▶ _Document segment_
──────────

These Chicken liver pate bites bring together two food cultures that have more in common than you’d expect. Chicharrones replace the usual cracker as the base. A schmear of chopped chicken liver pate goes on top. A cornichon finishes each bite with a sharp, briny snap. The result is crunchy, rich, and tangy all at once, and it takes about five minutes to assemble.
Tucson has a long-established Jewish community whose food traditions have quietly woven themselves into the fabric of Sonoran cooking over generations. This snack sits right at that intersection. It’s definitely not kosher but it is delicious.
What Makes It Work
Chicharrones are light, airy and crunchy. They support the pate without competing with it the way a dense cracker might. The fat in the pork rind amplifies the richness of the liver rather than fighting it. The cornichon’s acidity cuts through the fat of both the chicharrones and the pate and makes the whole bite come alive.
Use the best prepared chopped chicken liver pate you can find. A good Jewish deli pate is ideal. If you’re ambitious enough to make your own, this recipe is an excellent showcase for it.
Chicken Liver Pate Bites on Chicharrones with Cornichons
A crunchy Sonoran style Mexican and Jewish deli mashup. Chopped chicken liver pate schmear on pork rinds and topped with cornichons! (Chicken liver pate bites on pork rinds with pickles.)
- 1 cup chicharrones
- ½ cup prepared chopped chicken liver pate
- ⅓ cup cornichons
This may seem like an unlikely, (and un-kosher) combination at first, but the pork rinds add a nice crunch without distracting too much from the chopped liver, and the cornichons add just the right amount of salty bite.
I love chopped liver but I haven't been able to figure out how to make it as well as the deli up the street.
I asked them for the recipe, and all the person behind the counter knew was a list of ingredients: eggs, chicken liver, chicken fat, onion, garlic, salt; which are common to all chopped liver recipes.
When I figure it out I'll post the recipe here. I'm starting with this one from this month's Saveur Magazine.

──────────

▶ _Exercises_
**a.** In the recipe piece on chicken liver pate bites, what ingredients did the person behind the deli counter list?
**b.** Pick up the chicken liver pate bites recipe piece right after its final sentence and keep writing it.

──────────

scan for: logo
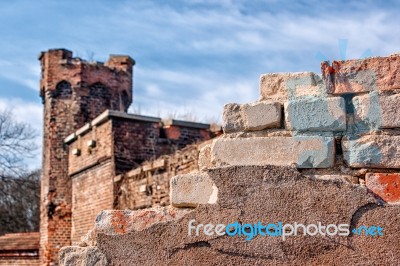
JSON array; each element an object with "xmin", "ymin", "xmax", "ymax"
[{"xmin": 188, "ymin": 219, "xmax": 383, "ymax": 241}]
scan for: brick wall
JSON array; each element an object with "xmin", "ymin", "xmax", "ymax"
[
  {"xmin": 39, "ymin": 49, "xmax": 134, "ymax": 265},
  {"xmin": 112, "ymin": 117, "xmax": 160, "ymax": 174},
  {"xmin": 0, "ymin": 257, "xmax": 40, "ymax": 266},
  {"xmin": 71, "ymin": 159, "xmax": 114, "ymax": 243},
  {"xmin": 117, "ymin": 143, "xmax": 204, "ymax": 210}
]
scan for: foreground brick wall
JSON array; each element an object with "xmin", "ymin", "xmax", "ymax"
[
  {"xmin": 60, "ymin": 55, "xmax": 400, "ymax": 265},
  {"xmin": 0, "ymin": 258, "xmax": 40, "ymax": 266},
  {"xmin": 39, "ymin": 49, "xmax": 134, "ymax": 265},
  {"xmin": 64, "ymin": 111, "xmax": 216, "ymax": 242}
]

──────────

▶ _Expected results_
**a.** Eggs, chicken liver, chicken fat, onion, garlic, and salt.

**b.**
Where do I find prepared chopped chicken liver pate? Most Jewish delis carry it fresh. Many grocery stores stock it in the prepared foods or deli section. The ingredient list should be short: chicken liver, eggs, onion, chicken fat or oil, salt. If you're in Tucson, your local deli is your best source.
What are cornichons? Cornichons are small French pickles made from gherkin cucumbers pickled in vinegar with tarragon and other aromatics. They're tangier and more assertively flavored than American dill pickles. Find them in the condiment aisle near the capers and other specialty pickles. Regular dill pickle slices work as a substitute but lack the sharpness that makes this bite sing.
Is this recipe gluten-free? Yes. Chicharrones are naturally gluten-free, as are chicken liver pate and cornichons. Check the label on your specific pate brand to confirm no fillers or thickeners containing gluten are present.
Can I make these ahead of time? Assemble them just before serving. The chicharrones will absorb moisture from the pate and lose their crunch within 15 to 20 minutes of assembly. You can have all three components ready to go and assemble at the last minute.
What other toppings work on chicharrones? Chicharrones are remarkably versatile as a base. Guacamole, salsa, crema, or refried beans all work in the Sonoran tradition. This particular combination leans into the Jewish-Sonoran mashup that makes Tucson's food culture so distinctive.
I used Saveur's recipe for chopped liver today and it turned out perfectly. It's similar to the $16.00 a pound version from the deli, but it only cost me about $3.00 to make!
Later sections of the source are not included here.